Retype all of the entries word for word.

Items from a data source
'''

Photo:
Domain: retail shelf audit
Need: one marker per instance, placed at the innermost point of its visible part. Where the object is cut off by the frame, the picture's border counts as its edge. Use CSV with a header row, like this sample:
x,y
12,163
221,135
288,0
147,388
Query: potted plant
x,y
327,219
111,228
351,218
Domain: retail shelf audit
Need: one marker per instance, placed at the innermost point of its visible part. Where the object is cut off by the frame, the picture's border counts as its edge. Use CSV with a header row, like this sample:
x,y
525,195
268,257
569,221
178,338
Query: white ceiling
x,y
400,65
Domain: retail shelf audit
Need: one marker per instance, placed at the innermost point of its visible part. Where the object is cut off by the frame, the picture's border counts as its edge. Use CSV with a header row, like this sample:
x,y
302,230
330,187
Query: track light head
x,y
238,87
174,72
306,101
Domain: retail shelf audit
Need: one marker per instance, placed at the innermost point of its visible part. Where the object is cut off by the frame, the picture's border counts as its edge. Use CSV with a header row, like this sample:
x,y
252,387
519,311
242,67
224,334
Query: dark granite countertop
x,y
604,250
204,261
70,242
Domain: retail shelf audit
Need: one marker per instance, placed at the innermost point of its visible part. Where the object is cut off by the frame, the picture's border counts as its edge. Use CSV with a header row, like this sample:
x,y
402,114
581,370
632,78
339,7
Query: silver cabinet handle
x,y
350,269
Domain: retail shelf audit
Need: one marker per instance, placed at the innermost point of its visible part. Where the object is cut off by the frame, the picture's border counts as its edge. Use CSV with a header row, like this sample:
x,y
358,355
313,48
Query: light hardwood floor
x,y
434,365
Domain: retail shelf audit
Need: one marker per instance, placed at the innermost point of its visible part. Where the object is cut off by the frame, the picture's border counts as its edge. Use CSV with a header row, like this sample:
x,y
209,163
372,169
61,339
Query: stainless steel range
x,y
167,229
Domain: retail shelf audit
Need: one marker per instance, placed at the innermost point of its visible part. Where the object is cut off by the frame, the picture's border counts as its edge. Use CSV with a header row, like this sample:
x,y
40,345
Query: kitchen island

'''

**CORRECT OUTPUT**.
Photo:
Domain: retail shelf audit
Need: one marker per instance, placed at the innermost point of its visible part. Where the object is cut off by the frame, the picture's border counts as its edge. Use CSV with a header row, like this sample:
x,y
12,163
221,135
288,0
147,388
Query: potted plant
x,y
327,219
111,228
351,218
Domain: retail shelf audit
Need: one marker per instance, placed at the innermost point of its visible part. Where the object is cut off by the frame, the picture's border counts as its edge. Use CSV with a header row, like this sample:
x,y
525,195
268,257
569,221
178,338
Query: white ceiling
x,y
400,65
Domain: retail shelf audit
Need: one marker per instance, placed at the innermost point of its visible part. Where the object is cut off by the frame, the picture's border counts as its edge. Use CSV with a header row, like this sample:
x,y
302,230
330,187
Query: track light head
x,y
238,87
174,72
306,101
Domain: retail shelf audit
Need: one marker per instance, placed at the innermost point of its visible part. Where the object is cut off by the frame, the picture's border counts as its edge. Use CSV with a header row, like this sample:
x,y
252,387
519,311
242,67
224,334
Query: dark granite countertop
x,y
604,250
204,261
70,242
Domain: retail shelf audit
Need: one marker per instance, placed at the innermost point of its visible part. Where the object is cut off by the frame, the picture's border counts as its edge. Use CSV with a header row, like this sample:
x,y
402,114
581,370
632,78
339,7
Query: silver cabinet handle
x,y
350,269
Domain: retail shelf audit
Need: one marker per instance, placed at the innermost point of its visible part. Where the object is cut off by the frame, the picture's border counts as its edge. Use CSV with a header row, like this sample:
x,y
358,355
313,48
Query: light hardwood floor
x,y
434,365
Domain: retail shelf audit
Need: one marker per instance, placed at the innermost point of its visible part. Where the object is cut off by the frame, the picture's border counts as its edge. Use CSV with a header row, like this sample:
x,y
209,163
372,169
61,339
Query: stainless steel range
x,y
167,229
Domain: retail shelf audit
Need: one marker per instance, placed at the innermost point of its visible part. Where the object is cut off by the frame, the picture's border counts as its edge. Use CSV with a header row, like this sample:
x,y
40,345
Query: kitchen island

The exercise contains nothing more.